AIM OF THE EXERCISE: Nothing but the lines from the one with "post in the photo above." to the final line should be returned, each exactly as it appears.

>> START WORKING DATA

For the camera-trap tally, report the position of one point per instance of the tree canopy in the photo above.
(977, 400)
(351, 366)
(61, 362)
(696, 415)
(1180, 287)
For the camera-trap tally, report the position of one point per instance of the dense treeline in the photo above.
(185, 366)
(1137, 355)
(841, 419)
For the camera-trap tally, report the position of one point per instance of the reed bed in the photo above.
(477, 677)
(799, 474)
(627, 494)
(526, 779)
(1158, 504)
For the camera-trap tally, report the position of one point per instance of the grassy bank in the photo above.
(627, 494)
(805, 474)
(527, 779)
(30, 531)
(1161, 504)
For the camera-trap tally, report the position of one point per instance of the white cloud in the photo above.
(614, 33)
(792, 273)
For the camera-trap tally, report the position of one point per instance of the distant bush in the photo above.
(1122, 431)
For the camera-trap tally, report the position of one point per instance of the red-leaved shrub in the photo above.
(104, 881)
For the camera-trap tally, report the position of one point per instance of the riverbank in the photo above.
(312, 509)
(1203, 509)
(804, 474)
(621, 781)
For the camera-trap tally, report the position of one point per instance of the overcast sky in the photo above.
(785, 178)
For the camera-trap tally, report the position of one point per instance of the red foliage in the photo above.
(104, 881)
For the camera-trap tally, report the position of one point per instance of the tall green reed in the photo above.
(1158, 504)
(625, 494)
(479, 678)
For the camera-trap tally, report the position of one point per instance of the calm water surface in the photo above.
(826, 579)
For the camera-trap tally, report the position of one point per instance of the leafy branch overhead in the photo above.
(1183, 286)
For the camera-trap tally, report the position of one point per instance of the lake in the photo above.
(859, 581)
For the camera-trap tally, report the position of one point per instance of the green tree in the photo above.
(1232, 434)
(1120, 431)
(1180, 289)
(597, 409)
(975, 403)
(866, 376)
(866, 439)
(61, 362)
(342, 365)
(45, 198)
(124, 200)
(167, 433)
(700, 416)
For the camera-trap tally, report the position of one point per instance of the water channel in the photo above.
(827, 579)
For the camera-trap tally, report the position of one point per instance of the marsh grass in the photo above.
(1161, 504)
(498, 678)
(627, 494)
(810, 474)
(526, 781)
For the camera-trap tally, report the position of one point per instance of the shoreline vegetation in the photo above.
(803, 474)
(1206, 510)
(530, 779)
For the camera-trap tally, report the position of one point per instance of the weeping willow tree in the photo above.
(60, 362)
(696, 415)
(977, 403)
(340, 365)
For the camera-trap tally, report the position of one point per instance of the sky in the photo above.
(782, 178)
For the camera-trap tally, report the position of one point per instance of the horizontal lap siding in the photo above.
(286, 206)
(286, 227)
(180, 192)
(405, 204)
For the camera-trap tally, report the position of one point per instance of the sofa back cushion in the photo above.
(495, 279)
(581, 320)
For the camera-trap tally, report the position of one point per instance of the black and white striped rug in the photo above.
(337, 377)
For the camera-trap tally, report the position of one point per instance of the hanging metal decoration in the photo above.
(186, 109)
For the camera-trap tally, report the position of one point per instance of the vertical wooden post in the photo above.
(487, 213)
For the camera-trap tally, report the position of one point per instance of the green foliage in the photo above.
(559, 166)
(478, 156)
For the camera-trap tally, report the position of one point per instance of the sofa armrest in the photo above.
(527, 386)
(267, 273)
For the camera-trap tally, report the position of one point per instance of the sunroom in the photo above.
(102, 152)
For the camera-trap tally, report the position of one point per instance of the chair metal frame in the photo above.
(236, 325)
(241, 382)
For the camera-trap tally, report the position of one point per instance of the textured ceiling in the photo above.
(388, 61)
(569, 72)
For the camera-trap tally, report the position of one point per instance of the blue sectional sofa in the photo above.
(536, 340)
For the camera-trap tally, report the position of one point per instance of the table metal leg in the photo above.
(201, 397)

>> END WORKING DATA

RESPONSE TO THIS EXERCISE:
For the camera-trap tally, report the position of one point per instance of the vertical wooden post in the photo above.
(487, 213)
For the camera-trap tally, report the position of one point per instance of the green foliage in the photo above.
(559, 166)
(478, 156)
For the camera-trap tally, report the position of one point per instance of the sofa armrest in the photo above.
(527, 386)
(267, 273)
For the camera-trap tally, report the position of one point per instance of the sunroom in the photo above.
(102, 152)
For the camera-trap tally, report the position of one point per instance of the chair metal frame in the photo above.
(236, 325)
(241, 382)
For the camera-trap tally, report the position of one point per instance of the textured ceiling in the photo above.
(388, 61)
(569, 72)
For the camera-trap tally, report the position of one point per instance of the blue sectional sofa in the photo above.
(536, 340)
For the camera-trap tally, report the position of one point per instance of the table metal leg in the photo above.
(201, 397)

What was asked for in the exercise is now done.